EXERCISE OBJECTIVE: Copy the following lines word for word, changing nothing.

-------- DATA --------

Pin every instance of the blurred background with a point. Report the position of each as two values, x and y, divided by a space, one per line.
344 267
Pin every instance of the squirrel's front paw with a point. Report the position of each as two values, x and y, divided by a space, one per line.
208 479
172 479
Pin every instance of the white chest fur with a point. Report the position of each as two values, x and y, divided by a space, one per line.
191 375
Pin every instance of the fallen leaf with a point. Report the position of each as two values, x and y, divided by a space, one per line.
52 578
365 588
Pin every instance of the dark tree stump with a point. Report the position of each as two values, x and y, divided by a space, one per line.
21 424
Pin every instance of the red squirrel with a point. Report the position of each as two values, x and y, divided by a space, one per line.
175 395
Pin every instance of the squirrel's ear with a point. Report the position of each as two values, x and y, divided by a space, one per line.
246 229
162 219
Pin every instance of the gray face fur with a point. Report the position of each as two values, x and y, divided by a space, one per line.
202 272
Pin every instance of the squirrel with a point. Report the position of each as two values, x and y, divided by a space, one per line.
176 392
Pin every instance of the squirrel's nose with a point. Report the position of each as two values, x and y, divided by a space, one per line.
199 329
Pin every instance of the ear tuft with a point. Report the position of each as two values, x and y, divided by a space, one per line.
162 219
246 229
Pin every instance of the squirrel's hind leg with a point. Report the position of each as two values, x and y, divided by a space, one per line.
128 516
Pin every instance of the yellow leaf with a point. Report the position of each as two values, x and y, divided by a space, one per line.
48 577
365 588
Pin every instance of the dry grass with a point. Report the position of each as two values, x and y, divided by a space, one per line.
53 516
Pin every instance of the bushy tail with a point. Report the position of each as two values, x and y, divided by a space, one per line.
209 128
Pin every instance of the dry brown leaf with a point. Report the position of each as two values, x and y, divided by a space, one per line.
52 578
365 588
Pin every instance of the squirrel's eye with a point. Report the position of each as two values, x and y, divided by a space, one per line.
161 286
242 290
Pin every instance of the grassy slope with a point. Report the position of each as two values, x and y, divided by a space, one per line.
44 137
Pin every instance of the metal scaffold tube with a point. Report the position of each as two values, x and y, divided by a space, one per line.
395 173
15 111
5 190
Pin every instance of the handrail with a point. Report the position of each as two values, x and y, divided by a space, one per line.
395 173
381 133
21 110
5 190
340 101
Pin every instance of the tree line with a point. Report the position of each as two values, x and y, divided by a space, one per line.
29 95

--------

ANSWER TO THIS EXERCISE:
Pin every instance of the blurred background with a point. Report the position of each as two values, x and y, divided by a space, one per line.
344 267
Pin every instance of the squirrel's front paw with a point. Report the position of each as two values, x and y, divided by a space, one per line.
208 479
172 479
Pin every instance of the white chest fur with a point. Report the position of each as two values, x and y, divided by a space, one per line.
191 375
Pin every instance of the fallen leaf with a point. Report the position of each as two values, x and y, divided by a space, one per line.
52 578
365 588
Pin every instance of the dark tree stump with a point. Report the position of each as two values, x and y, divided by a space, one per line.
21 424
Pin every instance of the red squirrel with a point. Report the position of each as two values, x and y, divided by a space, one per line.
175 395
Pin every instance of the squirrel's ear with a point. Report the position of each as two values, x and y, divided by a space, one per line.
246 229
162 219
Pin every instance of the gray face fur with a point. Report the position of each as two values, x and y, divided by a space, one per line.
202 272
Pin every instance of the squirrel with a point. Report the position of each as two values, x and y, divided by a space, one per line.
176 392
Pin every instance of the squirrel's nose with a point. Report the position of each as two values, x and y, divided by a space, one per line.
199 329
Pin every instance of the ear tuft with a point. Report the position of each as two values, x and y, divided by a space, one per line.
162 219
246 229
Pin every instance of the squirrel's hind leg with a point. Report the position of each as two values, x and y, divided by a space, one per line.
128 516
Pin every instance of the yellow leaf with a point. Report the position of each as two values, x and y, divided by a space, one per line.
48 577
365 588
Pin every instance of the dry grass with a point. Report the position of each as two values, x and y, divided by a space, one per line.
53 516
Pin every instance of the bushy tail with a point. Report the position of each as two values, x and y, divided by a space, one per line.
209 128
Pin every instance of the dry brown leaf with a point. Report the position of each as two values, x and y, divided by a space, one per line.
52 578
365 588
Pin every instance of the squirrel's eye with a point. Report the position of each as two values, x and y, divided by a space, one per line.
161 286
242 290
Pin every instance of the grassy slope with a point. Report the position of each as two values, x and y, divided by a space, one per line.
44 137
Pin every instance of the metal scaffold tube with a point. Report the position of each as two values, x and y, divided by a space, one per line.
395 173
15 111
5 190
Pin every instance of the handrail with a point. Report the position of each as two values, x and y, divided by a space, one per line.
395 173
381 133
21 110
5 190
340 101
Pin every instance of the tree line with a point. Report the position of each as two values, x and y, divided by a space, one per line.
29 95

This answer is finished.